## TASK A
In the article about watching the All-Ireland football semi final, which Meath player grabbed Cooper's forearm before the penalty was awarded?
## TASK B
State how many lines of the listing contain the string "roof", counting only matches in the same case.

## PASSAGE GIVEN

☆ ☆ ☆ ☆ ☆ ☆ ☆

Ireland Correspondent: Kennelly stars in ill-starred final

By Peter Lenaghan

There are five minutes to go in the second All-Ireland football semi final. Emily and I are watching the game in a south Dublin bar, but we are distracted by a bowl of hot chips and the rain tumbling down outside. In truth, the game lost our attention a while ago.

On the telly, Marty Morrissey from the national broadcasting network RTE is wrapping up the clash between Kerry and Meath early. “Well, it’s turned out to be a very dull and uneventful All-Ireland semi-final,” he summarises.

A man with long, greying hair tied back in a pony tail is passing us on his way to the toilet. “I thought it was fooking rubbish,” he grumbles.

The mood is a far cry from the hope the opening minutes of play generated. We take our seats at the back of the bar in Terenure, just a few minutes’ walk from home. The 20 punters assembled on the couches and bar stools are middle-aged men. There are no replica kits being worn.

A fortnight ago Emily and I were in central Glasgow in a pub filled with another group of middle-aged men to watch one of the city’s big clubs, Celtic, take on Arsenal in a European Champions League soccer match. When we bought our first drink, a woman behind the bar smiled and apologised in advance for the bad language.

“Celtic are a fucking joke,” yelled a tiny Scotsman perched on a stool in front on the telly. “With only one striker you lot are playing anti-fitbah (football)!”

“What would you know about fitbah, you fucking dwarf,” shot back a reply.

The debate continued in this vein for about half the match before the bartender began to referee. “Can you two keep the cursin’ to a minimum?” she shouted over the debaters. “There’s a wee lassie in the back there.”

A man sitting next to Emily and drinking a glass of red wine piped up. “Thank you, I’m very sensitive.”

A shared laugh, aided by a pitiful Celtic performance, diffused the tension.

The atmosphere inside our bar in Dublin today is more relaxed. Colm ‘The Gooch’ Cooper is the centre of attention from the moment the players file out on to the Croke Park pitch. A light drizzle is falling on the north Dublin stadium and the Kerry forward is under an injury cloud. “Is The Gooch there?” the drinkers ask each other. “Do you think Meath can upset the Kingdom?”

The little red-head with sunken eyes, big ears and a teenager’s build does appear for the team photograph, and within three minutes of the throw-in all lenses are again trained on the number 13. Darragh O Se, playing his 80th championship match, floats a kick towards the Davin Stand end. Meath’s defenders cannot clear the ball and The Gooch is scrapping for possession. With his back to goal, he toe-pokes the ball away from the Royals’ full-back, Anthony Moyles. The defender is off-balance and throws out a hand, momentarily grabbing Cooper’s forearm. Ever the opportunist, The Gooch throws his arms in the air, twists and lands on his back. The referee does not hesitate. Penalty. There is a collective groan around the bar. Kerry’s captain, Darran O’Sullivan, slips as he takes the resulting shot at goal, but the ball ekes its way past the outstretched right hand of Meath’s goal keeper, Paddy O’Rourke, and in to the net.

☆ ☆ ☆ ☆ ☆ ☆ ☆

Location labeling records

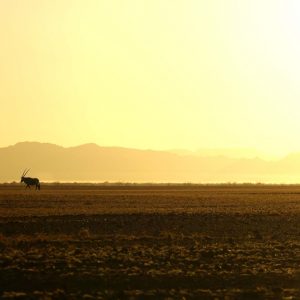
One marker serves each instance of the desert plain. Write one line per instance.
(88, 241)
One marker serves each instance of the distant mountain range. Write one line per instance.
(90, 162)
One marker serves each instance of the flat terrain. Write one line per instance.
(150, 242)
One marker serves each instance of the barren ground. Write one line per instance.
(150, 242)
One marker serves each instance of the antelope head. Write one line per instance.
(23, 175)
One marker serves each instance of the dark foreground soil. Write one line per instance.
(81, 242)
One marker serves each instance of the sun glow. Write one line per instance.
(159, 74)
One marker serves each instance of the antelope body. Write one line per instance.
(30, 181)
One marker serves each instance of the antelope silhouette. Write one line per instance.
(30, 181)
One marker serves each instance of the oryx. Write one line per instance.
(30, 181)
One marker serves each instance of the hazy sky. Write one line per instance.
(153, 74)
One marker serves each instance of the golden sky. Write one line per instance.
(157, 74)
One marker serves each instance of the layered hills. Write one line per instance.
(93, 163)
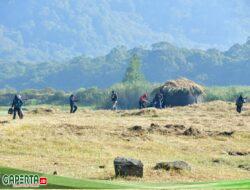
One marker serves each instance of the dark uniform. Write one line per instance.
(158, 100)
(239, 103)
(114, 99)
(17, 105)
(143, 101)
(72, 102)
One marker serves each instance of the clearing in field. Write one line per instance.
(211, 137)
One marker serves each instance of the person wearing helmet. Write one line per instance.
(114, 99)
(158, 100)
(143, 101)
(239, 103)
(17, 107)
(72, 102)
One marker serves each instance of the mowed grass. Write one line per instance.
(75, 145)
(56, 182)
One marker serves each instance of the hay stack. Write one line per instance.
(181, 92)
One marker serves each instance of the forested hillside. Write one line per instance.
(51, 30)
(160, 62)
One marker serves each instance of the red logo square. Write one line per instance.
(43, 181)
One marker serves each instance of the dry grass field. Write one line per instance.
(76, 145)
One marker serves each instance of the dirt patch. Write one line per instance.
(245, 167)
(175, 129)
(43, 111)
(143, 112)
(4, 122)
(238, 153)
(136, 128)
(71, 129)
(191, 132)
(226, 133)
(219, 133)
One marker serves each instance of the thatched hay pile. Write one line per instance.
(183, 85)
(180, 92)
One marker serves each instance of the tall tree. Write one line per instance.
(133, 73)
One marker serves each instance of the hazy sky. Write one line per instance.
(36, 29)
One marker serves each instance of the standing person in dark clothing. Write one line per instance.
(72, 102)
(17, 105)
(114, 99)
(158, 100)
(143, 101)
(239, 103)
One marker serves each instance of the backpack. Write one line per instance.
(10, 111)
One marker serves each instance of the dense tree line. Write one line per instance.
(161, 62)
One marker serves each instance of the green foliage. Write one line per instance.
(91, 96)
(133, 73)
(160, 63)
(128, 94)
(226, 93)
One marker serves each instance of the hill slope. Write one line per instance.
(160, 62)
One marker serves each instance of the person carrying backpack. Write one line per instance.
(17, 107)
(114, 99)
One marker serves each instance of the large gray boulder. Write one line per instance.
(176, 165)
(128, 167)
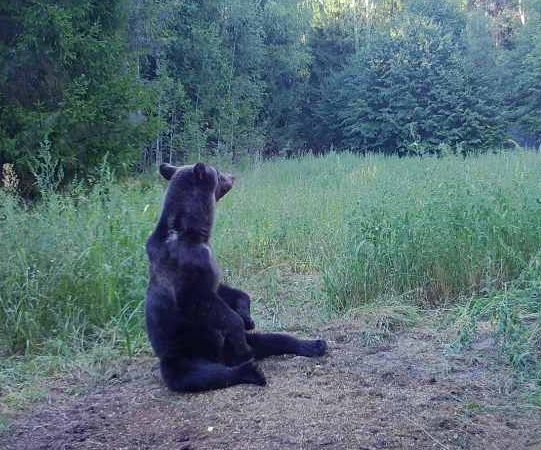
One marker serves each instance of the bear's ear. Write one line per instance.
(200, 171)
(167, 170)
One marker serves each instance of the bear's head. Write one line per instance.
(191, 198)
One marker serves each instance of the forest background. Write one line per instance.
(144, 81)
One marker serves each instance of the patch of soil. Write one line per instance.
(401, 393)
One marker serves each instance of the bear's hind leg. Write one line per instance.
(269, 344)
(181, 375)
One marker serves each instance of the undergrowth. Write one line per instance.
(333, 234)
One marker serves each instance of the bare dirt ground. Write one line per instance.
(403, 392)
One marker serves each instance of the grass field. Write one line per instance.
(335, 235)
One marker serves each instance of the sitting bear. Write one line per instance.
(197, 325)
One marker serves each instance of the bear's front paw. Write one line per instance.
(317, 347)
(251, 373)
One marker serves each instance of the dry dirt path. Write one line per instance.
(405, 393)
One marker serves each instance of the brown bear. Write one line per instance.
(198, 326)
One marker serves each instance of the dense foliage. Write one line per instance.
(143, 81)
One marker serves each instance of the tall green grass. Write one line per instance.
(341, 229)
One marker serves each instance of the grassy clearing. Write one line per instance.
(317, 236)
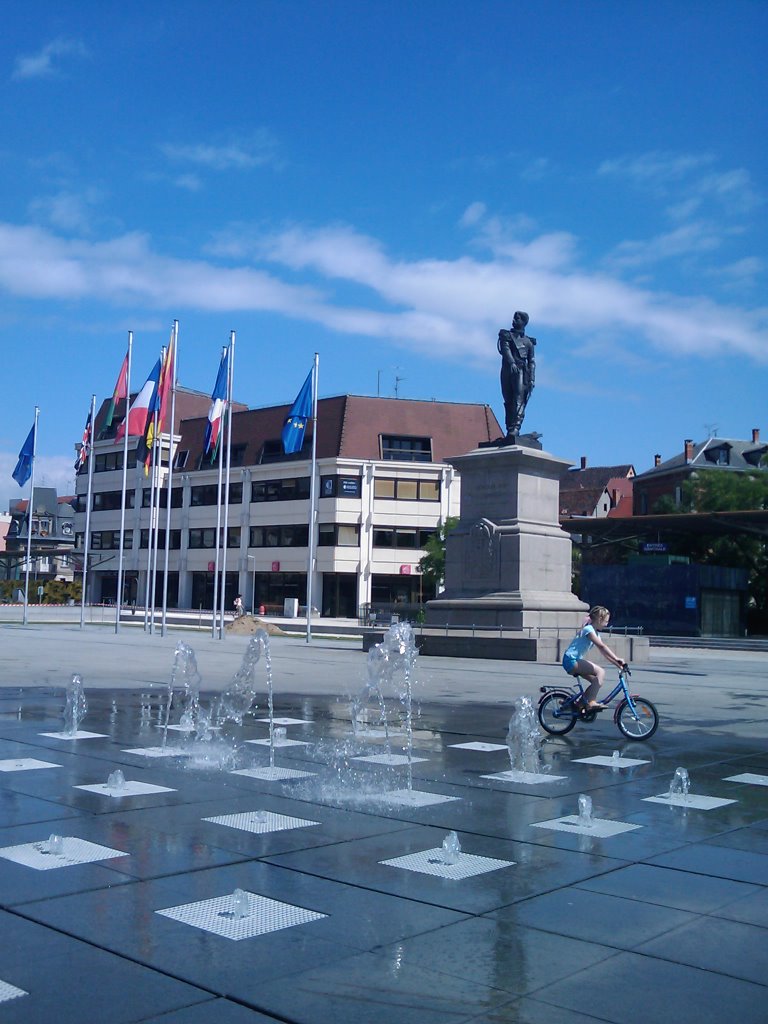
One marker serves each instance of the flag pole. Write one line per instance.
(154, 518)
(88, 510)
(312, 502)
(29, 522)
(119, 601)
(230, 378)
(174, 358)
(217, 545)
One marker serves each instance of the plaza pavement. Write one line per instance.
(665, 921)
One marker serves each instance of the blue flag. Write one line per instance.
(24, 467)
(216, 412)
(297, 419)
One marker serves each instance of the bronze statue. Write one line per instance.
(518, 371)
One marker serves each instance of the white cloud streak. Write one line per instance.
(257, 151)
(45, 64)
(435, 305)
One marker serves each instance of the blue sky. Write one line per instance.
(385, 183)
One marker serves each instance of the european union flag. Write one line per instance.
(24, 467)
(297, 419)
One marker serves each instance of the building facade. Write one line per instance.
(666, 479)
(382, 488)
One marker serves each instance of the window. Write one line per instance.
(291, 489)
(176, 498)
(394, 448)
(237, 457)
(109, 540)
(174, 545)
(203, 538)
(408, 489)
(338, 536)
(340, 486)
(421, 491)
(407, 538)
(104, 501)
(108, 461)
(384, 487)
(280, 537)
(208, 494)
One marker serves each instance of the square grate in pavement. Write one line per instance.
(417, 798)
(273, 774)
(80, 734)
(600, 827)
(74, 851)
(287, 721)
(261, 821)
(431, 862)
(691, 800)
(478, 745)
(279, 742)
(610, 762)
(8, 991)
(25, 764)
(160, 752)
(525, 777)
(130, 788)
(219, 916)
(748, 778)
(388, 759)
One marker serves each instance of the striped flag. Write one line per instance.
(85, 446)
(218, 403)
(119, 394)
(296, 421)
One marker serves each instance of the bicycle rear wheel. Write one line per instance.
(638, 725)
(548, 710)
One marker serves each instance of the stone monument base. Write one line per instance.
(508, 563)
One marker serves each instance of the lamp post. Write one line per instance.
(252, 558)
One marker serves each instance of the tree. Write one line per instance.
(716, 491)
(432, 564)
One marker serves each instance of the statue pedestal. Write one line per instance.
(508, 562)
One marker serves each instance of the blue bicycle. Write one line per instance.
(560, 709)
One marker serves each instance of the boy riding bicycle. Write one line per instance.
(576, 664)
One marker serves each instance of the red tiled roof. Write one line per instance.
(349, 427)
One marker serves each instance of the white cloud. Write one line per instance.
(44, 64)
(257, 151)
(50, 471)
(67, 210)
(655, 167)
(474, 213)
(695, 238)
(451, 306)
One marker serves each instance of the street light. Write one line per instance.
(252, 558)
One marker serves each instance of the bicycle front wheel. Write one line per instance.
(550, 719)
(640, 724)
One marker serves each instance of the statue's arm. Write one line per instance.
(505, 347)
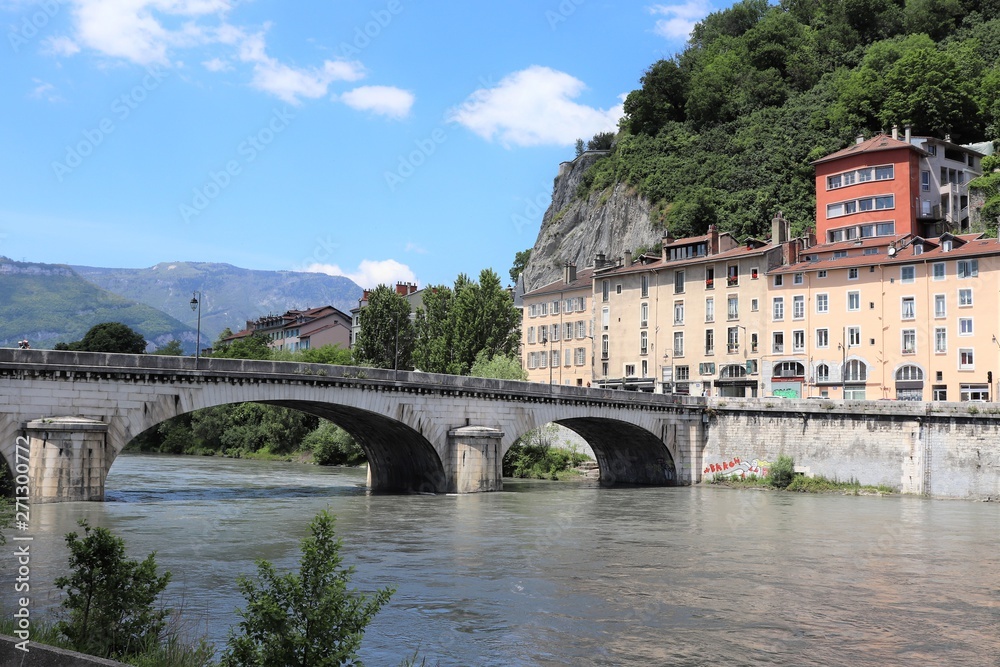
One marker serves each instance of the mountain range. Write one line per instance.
(50, 303)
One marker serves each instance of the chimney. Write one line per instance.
(569, 273)
(779, 229)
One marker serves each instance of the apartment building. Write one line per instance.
(557, 337)
(906, 319)
(689, 320)
(889, 186)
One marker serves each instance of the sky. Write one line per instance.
(384, 140)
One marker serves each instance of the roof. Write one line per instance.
(880, 142)
(583, 281)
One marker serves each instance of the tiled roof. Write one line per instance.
(880, 142)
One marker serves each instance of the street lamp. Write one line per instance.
(196, 305)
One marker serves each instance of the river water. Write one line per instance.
(566, 573)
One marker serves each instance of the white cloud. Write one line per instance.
(60, 46)
(383, 100)
(681, 19)
(370, 273)
(217, 65)
(534, 107)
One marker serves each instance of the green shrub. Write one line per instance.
(781, 472)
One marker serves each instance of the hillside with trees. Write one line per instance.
(724, 132)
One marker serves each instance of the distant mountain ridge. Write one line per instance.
(230, 295)
(50, 303)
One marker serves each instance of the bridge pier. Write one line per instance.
(69, 459)
(476, 459)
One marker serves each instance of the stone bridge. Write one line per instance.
(65, 417)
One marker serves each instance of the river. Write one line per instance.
(566, 573)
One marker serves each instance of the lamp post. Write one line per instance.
(196, 305)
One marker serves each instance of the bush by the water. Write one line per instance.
(781, 472)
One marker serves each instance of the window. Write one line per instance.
(778, 342)
(853, 336)
(909, 308)
(940, 340)
(732, 339)
(940, 307)
(855, 371)
(732, 275)
(822, 338)
(968, 268)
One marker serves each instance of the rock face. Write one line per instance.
(575, 230)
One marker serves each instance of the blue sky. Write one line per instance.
(383, 140)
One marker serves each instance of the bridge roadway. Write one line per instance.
(422, 432)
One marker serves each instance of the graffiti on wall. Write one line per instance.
(739, 467)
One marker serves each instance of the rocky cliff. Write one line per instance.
(576, 229)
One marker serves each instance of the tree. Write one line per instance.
(306, 619)
(385, 339)
(109, 597)
(172, 348)
(498, 367)
(520, 261)
(108, 337)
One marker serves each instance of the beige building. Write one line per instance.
(904, 318)
(557, 330)
(689, 321)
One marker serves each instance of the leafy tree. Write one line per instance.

☆ ☆ ☆ ☆ ☆ ☆ ☆

## COMPLETE ANSWER A
Anthony Moyles, the Royals' full-back.

## COMPLETE ANSWER B
3